## BEGIN DATASET ROWS

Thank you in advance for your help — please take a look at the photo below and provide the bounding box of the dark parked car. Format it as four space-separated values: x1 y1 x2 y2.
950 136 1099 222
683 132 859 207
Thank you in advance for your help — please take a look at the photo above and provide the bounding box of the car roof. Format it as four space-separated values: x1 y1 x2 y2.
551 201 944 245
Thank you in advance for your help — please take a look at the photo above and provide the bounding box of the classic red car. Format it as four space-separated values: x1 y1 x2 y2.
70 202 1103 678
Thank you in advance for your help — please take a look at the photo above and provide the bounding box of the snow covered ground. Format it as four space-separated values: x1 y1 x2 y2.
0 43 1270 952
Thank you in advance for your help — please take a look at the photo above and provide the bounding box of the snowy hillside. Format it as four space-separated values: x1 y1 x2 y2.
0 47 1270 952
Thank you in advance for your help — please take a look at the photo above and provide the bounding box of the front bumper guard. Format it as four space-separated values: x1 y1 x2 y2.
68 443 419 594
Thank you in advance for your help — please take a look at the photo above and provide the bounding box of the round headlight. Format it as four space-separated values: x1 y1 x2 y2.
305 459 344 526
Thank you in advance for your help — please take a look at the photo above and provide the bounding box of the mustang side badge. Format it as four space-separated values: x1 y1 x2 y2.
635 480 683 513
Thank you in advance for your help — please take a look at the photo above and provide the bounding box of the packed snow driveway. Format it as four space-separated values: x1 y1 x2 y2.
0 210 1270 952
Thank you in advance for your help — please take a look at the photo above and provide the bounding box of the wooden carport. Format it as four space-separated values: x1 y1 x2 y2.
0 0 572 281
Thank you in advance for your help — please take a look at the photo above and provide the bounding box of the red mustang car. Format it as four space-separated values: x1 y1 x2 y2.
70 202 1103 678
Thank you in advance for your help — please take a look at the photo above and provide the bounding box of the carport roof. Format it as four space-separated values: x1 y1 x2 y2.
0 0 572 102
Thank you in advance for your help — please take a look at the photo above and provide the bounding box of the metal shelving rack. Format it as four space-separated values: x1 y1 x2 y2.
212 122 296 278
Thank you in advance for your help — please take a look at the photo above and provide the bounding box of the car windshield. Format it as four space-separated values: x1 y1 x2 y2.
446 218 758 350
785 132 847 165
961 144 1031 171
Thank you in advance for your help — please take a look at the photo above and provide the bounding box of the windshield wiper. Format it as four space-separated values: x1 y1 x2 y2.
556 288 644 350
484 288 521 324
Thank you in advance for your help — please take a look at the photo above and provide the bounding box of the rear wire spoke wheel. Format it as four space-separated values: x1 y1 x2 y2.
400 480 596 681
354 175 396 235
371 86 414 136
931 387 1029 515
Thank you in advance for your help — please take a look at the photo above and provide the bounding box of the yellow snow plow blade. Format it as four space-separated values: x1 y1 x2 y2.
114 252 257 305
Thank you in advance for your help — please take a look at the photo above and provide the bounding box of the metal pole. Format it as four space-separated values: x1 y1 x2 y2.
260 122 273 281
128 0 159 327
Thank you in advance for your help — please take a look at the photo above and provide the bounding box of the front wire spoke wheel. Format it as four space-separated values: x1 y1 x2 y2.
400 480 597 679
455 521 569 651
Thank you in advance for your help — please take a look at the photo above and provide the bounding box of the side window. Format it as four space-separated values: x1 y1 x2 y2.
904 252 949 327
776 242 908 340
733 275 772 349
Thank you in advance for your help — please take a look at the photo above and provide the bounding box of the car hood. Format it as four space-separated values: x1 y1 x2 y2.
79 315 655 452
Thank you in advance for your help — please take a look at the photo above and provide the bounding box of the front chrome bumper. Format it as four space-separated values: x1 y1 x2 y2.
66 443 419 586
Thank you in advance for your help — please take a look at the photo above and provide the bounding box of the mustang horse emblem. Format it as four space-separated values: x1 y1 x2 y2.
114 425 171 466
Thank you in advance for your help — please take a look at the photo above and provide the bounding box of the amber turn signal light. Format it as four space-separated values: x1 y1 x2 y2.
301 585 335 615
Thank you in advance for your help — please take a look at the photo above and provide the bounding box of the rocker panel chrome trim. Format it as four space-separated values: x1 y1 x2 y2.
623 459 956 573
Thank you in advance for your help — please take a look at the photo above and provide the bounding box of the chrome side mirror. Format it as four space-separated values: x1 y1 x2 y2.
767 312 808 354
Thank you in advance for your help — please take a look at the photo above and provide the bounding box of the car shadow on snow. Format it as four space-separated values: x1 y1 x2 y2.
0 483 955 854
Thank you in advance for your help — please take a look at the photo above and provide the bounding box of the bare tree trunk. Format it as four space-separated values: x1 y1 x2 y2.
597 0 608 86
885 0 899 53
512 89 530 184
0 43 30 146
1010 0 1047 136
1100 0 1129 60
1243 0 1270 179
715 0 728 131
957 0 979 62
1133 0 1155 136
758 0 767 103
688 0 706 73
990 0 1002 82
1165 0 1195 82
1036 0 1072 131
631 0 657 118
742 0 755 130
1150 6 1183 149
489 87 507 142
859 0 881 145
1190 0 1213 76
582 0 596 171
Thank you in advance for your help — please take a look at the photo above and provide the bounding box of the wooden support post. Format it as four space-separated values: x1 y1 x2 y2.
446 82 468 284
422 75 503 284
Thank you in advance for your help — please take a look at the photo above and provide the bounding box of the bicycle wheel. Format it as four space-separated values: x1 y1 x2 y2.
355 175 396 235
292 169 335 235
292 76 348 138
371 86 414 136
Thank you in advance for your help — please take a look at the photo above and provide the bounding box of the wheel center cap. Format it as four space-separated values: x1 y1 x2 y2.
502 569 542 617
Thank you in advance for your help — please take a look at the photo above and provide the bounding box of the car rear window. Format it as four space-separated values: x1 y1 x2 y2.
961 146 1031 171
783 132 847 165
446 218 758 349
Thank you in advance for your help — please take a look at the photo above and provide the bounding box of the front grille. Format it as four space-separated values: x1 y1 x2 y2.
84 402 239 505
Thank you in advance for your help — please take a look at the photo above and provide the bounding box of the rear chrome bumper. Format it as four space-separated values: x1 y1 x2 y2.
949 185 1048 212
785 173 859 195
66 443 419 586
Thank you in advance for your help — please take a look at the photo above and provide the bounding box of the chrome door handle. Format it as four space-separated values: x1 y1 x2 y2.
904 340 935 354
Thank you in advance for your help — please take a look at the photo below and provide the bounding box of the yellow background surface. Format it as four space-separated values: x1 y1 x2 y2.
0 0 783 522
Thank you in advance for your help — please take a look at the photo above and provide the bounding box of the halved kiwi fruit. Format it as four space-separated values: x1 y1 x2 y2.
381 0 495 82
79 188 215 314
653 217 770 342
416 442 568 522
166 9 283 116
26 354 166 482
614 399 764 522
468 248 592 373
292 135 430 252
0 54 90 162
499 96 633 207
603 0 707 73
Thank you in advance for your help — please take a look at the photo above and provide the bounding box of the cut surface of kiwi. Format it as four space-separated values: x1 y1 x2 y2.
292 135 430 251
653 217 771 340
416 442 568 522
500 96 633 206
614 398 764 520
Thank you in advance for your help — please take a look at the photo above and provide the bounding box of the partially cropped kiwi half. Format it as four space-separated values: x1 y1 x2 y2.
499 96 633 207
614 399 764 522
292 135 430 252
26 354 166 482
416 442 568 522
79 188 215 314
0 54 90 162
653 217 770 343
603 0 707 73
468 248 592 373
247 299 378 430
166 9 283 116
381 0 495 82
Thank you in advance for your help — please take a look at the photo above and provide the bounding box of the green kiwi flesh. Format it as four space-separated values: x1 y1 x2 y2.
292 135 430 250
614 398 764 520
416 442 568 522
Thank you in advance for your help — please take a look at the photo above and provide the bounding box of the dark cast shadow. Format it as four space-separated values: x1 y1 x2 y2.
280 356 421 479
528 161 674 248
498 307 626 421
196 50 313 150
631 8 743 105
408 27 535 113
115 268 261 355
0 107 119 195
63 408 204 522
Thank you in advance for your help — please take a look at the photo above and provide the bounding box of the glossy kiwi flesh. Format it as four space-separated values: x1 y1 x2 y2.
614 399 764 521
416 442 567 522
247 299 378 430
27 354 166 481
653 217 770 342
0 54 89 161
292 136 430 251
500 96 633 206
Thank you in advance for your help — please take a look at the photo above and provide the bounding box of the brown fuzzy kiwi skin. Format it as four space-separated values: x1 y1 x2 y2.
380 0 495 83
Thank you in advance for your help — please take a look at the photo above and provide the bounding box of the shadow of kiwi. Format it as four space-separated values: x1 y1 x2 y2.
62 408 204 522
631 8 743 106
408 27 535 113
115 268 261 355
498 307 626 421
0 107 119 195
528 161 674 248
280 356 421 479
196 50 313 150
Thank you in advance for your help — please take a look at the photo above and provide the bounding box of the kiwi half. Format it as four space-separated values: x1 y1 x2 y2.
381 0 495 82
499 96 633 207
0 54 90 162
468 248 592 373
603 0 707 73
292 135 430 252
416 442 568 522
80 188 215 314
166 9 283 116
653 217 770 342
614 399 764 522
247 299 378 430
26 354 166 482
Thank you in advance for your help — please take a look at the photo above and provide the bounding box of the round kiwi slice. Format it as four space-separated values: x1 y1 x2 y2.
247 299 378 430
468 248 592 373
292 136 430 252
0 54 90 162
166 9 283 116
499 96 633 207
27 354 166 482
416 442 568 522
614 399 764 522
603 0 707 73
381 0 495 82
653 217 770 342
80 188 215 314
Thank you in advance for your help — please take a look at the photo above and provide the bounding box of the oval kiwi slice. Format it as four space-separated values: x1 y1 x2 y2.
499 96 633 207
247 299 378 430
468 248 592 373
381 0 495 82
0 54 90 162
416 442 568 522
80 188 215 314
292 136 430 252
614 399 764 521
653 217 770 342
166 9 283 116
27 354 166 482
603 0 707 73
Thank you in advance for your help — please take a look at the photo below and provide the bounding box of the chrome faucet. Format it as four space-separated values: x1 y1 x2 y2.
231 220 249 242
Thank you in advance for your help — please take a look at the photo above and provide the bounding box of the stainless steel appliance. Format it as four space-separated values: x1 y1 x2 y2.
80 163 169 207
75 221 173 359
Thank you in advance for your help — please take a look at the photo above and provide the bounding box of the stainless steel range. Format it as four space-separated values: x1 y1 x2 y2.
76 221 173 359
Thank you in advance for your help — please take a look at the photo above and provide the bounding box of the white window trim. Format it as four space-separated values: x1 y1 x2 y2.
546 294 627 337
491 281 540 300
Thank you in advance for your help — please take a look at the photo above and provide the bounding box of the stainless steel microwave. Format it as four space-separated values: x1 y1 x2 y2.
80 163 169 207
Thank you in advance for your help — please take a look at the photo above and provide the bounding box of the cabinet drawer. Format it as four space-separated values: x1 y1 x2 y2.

## END DATASET ROWS

Output the lines from the start of the items through the line that contains "0 43 1270 952", inclusive, as a numbered list with blank lines omitted.

1. Thank you in advance for your help — please take a look at the photo below and provide the bounding box of the dark parked car. Format it as four space-separated values: x1 y1 x2 y2.
2. 950 136 1099 222
3. 683 132 859 207
4. Thank you in advance for your help — please take a look at the photo above and provide the bounding box of the car roof. Format it as four space-separated values: x1 y1 x2 y2.
5. 551 201 944 245
6. Thank you in advance for your help — please take a look at the photo above and provide the bounding box of the classic red car. Format it as four space-separated values: x1 y1 x2 y2.
7. 70 202 1103 678
8. Thank you in advance for your help — please take a look at the photo above and provide the bounding box of the snow covered ground. Format it as four space-separated values: x1 y1 x2 y2.
9. 0 43 1270 952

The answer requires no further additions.